I hope to publish in due course a revised version of my article, taking into account the information now available. In the meantime, here is a review of the book, which will make absorbing reading for anyone able to read Italian and interested in Italian post-war history, both musical and political.

This is the story of two major figures, one from the world of music, the other from that of politics. Something also needs to be said about a third figure, Giovanna Tatò herself. A journalist with a career stretching back some 35 years, first in the printed press then in RAI (Italian Radio and Television), she published her first novel, Gerusalemme, in 2018. I have not read this, but I note that it is a fusion of fiction and autobiography arising from a trip to Jerusalem. This seems to me significant, for the body of Closed Doors, in which Tatò addresses her parents in the second person, goes beyond faithful reportage, which it undoubtedly is. The feeling is that of a work of literature, of art. This is not easy to bring off. I was reminded of Doris Lessing’s Alfred and Emily (Fourth Estate 2008), likewise an author’s tribute to her parents. But, whereas Lessing resorts to the hybrid combination of a fictionalized account of the lives her parents might have led but didn’t, followed by a pedestrian plod through her own memories of how things actually were, Tatò sticks to reality. I find Tatò’s book the more successful of the two artistically.

**Excerpted records:**
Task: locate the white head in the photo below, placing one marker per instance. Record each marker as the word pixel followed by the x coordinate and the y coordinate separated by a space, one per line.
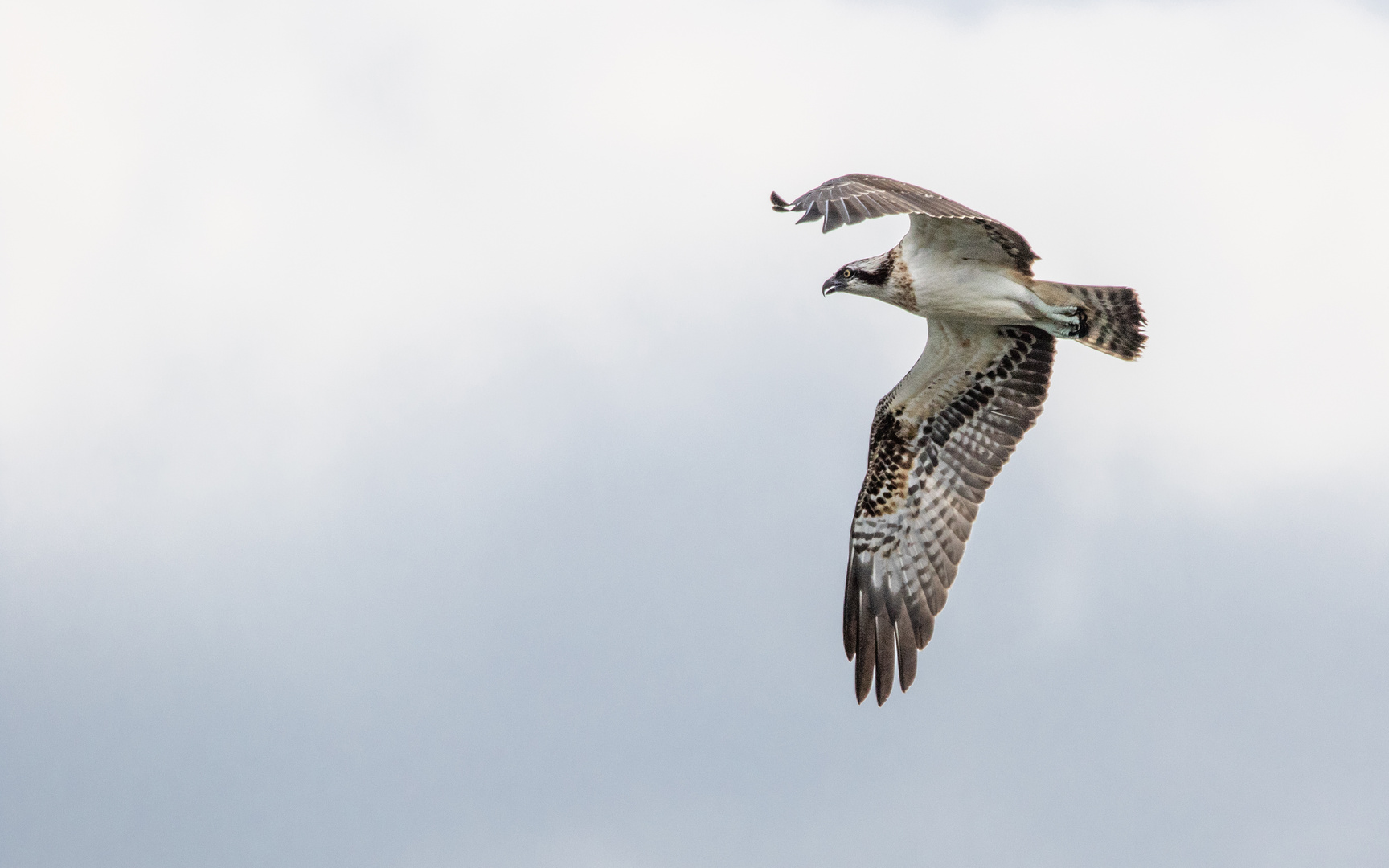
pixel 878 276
---
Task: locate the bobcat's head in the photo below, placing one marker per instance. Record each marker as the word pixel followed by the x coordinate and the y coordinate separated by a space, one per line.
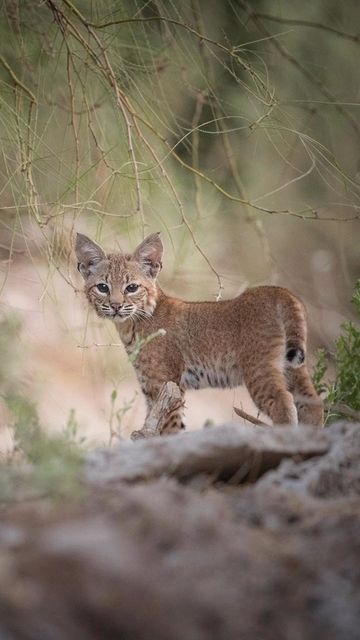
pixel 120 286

**Problems and tasks:**
1. Why does the reviewer consider it significant that Gerusalemme is a fusion of fiction and autobiography? Answer from the book review in one to three sentences.
2. Proceed with the book review on Closed Doors, picking up after its final sentence.
The items were taken from a separate source.

**Results in order:**
1. It matters because the body of Closed Doors, in which Tatò addresses her parents in the second person, goes beyond faithful reportage. It reads like a work of literature, of art, which the reviewer notes is not easy to bring off.

2.
In a brief introduction, Tatò sets out her premises. Both her parents were victims of “closed doors”, her mother because she attempted a career that was considered at the time to be for men only, her father because he remained under the shadow of the communist leader Berlinguer, to whom he was secretary during some of the most dramatic years of late 20th century Italian history. She then outlines their lives in the form of two letters, one to each, written mainly in the second person. There are numerous photographic illustrations, an essay by the musicologist Lucia Navarrini and three appendices relating aspects of her father’s work. Needless to say, most of the information on Erminia Romano has not appeared in print before. Antonio – “Tonino” – Tatò’s career is more documented, but not everything here is widely known, to say the least.

In the letter to her mother, the “closed doors” and the resulting trials, tribulations and frustrations are ever present. It is revealed, for example, that Michelangeli, having been engaged to play a concerto with the Santa Cecilia Orchestra which Romano was to conduct, abruptly withdrew on learning that the conductor was to be a woman. There are also portraits of other members of the family, of Romano’s earlier years and upbringing, of her militancy in the communist party, of her marriage, idyllic in its first years but ending in breakdown as she insisted on her musical career. Another door closed.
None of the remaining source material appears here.